[GIVEN DATA]
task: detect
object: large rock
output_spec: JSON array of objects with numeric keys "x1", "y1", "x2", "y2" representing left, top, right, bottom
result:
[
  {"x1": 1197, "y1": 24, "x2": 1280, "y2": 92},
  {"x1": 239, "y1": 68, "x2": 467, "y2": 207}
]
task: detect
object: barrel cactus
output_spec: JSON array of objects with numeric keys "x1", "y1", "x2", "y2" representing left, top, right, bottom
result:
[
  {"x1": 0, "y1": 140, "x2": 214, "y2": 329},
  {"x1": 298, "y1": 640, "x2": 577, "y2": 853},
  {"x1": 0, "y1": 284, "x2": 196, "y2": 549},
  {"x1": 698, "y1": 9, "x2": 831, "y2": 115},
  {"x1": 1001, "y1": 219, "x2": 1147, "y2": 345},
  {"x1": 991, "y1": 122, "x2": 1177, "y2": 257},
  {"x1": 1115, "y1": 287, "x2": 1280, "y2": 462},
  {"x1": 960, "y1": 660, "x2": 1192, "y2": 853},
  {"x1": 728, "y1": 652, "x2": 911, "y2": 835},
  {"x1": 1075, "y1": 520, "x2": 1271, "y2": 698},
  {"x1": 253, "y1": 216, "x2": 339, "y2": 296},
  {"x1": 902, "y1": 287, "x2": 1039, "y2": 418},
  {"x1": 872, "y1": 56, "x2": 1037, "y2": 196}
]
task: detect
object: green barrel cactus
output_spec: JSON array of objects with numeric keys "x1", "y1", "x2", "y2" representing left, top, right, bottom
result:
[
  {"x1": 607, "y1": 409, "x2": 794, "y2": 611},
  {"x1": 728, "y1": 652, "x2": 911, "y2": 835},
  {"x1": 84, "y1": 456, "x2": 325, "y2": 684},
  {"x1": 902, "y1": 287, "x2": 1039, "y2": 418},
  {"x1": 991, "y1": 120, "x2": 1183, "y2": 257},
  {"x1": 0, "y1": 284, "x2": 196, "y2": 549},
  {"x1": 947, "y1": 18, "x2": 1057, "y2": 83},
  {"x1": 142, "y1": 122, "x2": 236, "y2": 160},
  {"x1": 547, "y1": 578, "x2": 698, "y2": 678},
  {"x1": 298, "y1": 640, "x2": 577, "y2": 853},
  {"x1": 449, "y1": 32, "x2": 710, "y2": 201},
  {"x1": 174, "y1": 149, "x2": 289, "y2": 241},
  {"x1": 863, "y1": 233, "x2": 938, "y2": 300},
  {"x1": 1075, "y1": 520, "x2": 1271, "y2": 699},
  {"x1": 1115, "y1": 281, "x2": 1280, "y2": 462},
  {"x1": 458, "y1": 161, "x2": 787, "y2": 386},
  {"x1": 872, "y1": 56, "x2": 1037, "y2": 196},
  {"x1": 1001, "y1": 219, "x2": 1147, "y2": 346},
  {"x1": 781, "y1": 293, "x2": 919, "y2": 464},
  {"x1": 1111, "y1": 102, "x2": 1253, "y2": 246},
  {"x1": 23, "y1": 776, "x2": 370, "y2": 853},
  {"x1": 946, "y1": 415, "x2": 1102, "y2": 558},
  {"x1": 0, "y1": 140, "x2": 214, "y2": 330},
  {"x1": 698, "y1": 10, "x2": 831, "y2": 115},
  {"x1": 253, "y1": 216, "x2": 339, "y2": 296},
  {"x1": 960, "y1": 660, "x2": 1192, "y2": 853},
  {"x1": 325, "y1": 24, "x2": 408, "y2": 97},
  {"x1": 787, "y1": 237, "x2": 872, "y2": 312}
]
---
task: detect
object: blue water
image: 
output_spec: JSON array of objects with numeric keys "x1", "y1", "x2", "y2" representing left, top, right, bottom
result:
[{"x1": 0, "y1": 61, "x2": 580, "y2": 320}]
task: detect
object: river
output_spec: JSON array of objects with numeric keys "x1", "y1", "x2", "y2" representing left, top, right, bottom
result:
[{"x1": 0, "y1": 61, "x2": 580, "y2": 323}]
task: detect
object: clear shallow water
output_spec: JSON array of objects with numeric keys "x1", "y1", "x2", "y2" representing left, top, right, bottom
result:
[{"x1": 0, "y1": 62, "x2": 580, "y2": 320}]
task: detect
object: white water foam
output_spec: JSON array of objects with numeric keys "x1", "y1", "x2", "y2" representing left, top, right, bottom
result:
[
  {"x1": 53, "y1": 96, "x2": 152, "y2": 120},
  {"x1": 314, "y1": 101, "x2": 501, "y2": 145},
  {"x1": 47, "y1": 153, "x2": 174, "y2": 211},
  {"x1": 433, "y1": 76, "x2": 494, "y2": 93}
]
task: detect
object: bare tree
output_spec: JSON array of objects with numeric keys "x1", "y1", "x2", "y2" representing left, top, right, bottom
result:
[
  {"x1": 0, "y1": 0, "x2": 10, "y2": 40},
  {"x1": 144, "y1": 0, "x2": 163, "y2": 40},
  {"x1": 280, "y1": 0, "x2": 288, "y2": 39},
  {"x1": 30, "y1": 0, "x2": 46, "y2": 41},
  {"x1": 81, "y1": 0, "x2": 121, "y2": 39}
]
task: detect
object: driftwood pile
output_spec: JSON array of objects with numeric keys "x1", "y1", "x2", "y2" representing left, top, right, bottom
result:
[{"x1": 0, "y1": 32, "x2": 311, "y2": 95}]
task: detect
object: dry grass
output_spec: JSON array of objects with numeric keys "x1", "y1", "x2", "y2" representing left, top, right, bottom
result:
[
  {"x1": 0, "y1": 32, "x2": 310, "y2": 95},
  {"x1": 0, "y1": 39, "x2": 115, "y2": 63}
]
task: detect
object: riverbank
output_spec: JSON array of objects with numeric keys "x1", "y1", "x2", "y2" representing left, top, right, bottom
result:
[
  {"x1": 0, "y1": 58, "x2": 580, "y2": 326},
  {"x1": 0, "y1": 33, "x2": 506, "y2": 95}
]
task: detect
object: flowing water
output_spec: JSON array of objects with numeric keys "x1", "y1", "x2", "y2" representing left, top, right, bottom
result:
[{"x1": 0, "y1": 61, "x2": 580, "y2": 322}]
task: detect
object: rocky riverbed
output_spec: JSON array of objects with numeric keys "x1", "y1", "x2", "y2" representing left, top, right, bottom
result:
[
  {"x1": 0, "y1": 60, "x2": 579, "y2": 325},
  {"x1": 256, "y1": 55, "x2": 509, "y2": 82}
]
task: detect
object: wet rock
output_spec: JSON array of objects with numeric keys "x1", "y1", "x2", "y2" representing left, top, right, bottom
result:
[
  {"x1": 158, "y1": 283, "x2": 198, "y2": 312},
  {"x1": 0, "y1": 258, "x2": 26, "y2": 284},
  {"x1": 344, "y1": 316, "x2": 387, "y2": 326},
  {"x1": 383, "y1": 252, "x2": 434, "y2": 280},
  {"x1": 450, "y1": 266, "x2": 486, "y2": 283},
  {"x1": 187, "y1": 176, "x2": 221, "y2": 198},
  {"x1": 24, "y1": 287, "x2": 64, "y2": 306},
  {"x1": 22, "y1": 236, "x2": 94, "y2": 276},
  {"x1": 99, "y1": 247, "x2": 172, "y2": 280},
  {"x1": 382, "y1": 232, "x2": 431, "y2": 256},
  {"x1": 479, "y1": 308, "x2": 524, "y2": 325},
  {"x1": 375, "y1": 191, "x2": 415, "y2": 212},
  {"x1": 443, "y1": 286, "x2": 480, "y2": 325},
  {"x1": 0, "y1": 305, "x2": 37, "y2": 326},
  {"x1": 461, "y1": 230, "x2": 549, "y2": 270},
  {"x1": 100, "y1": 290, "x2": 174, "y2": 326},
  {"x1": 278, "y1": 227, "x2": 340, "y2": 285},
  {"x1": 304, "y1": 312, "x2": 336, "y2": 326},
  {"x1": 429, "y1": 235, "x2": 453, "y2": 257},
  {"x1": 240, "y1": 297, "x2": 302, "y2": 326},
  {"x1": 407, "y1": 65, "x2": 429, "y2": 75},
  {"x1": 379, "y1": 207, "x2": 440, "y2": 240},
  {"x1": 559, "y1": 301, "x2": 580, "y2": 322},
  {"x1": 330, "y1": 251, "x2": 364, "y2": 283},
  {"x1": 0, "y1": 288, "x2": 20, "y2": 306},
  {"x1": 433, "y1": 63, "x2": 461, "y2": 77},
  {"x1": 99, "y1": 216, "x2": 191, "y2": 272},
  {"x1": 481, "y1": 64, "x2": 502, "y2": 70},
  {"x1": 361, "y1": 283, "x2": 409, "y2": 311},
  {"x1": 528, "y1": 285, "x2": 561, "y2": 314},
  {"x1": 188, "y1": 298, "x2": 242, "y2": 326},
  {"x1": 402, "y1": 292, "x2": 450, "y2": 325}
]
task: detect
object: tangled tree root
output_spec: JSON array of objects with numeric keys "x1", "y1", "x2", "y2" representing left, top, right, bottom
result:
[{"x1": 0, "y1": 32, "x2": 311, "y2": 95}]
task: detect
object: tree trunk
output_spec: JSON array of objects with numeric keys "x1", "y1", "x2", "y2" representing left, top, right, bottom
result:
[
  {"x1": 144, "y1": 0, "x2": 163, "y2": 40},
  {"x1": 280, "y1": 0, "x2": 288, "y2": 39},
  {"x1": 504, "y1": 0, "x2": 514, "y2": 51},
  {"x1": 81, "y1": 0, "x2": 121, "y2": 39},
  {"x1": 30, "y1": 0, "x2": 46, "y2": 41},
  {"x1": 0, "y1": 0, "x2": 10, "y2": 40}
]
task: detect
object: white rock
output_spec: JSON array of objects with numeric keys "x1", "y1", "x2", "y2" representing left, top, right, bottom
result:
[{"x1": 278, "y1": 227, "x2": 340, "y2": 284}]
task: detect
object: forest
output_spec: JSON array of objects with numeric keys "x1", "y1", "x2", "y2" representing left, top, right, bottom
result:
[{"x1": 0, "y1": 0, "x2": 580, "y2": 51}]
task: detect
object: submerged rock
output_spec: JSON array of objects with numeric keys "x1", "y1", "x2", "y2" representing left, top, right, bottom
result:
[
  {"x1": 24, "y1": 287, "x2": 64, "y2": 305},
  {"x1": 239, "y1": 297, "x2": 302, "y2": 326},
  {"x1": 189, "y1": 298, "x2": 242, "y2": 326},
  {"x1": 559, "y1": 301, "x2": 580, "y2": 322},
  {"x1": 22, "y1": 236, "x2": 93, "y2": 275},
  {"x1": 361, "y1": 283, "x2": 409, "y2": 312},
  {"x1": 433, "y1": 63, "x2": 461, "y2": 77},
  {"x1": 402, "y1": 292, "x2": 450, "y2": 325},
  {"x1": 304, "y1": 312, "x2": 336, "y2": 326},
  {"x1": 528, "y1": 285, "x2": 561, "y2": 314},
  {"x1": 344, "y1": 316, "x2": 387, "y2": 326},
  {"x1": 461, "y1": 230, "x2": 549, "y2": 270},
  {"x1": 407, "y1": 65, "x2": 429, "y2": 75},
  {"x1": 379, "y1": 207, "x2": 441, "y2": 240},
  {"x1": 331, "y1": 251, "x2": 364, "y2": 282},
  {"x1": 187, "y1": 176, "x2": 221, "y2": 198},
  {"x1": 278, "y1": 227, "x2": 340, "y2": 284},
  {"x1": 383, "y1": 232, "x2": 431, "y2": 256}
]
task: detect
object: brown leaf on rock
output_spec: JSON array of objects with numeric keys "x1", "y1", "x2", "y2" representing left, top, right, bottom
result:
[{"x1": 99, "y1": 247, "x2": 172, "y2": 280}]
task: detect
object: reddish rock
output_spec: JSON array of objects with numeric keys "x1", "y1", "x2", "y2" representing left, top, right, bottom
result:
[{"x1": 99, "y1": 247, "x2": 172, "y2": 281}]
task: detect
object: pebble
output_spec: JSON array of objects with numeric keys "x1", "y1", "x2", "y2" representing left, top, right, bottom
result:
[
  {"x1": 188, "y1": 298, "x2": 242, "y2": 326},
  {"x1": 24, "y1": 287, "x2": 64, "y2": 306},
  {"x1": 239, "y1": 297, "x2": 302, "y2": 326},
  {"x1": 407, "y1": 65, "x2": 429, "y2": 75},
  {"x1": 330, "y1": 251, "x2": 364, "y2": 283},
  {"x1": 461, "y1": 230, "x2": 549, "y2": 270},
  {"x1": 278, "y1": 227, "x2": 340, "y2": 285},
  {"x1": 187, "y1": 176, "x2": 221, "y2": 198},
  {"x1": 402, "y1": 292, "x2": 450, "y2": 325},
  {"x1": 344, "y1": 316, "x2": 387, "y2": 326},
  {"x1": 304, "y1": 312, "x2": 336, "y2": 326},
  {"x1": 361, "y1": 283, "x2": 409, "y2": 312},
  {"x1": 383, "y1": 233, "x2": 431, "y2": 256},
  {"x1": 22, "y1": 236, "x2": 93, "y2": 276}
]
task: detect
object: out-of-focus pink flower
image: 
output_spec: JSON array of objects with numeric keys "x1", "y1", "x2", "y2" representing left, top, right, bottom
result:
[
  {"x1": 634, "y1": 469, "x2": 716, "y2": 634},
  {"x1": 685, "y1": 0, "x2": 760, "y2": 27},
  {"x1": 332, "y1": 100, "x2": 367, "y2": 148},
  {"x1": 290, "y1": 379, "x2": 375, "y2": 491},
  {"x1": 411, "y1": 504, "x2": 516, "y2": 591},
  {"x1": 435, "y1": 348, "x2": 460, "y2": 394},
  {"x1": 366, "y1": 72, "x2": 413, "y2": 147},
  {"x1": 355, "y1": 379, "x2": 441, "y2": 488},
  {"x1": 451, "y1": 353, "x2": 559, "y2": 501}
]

[TO DO]
Locate every line in the rows above that contains the word "white" and copy each one.

[REPLY]
object: white water foam
object: white rock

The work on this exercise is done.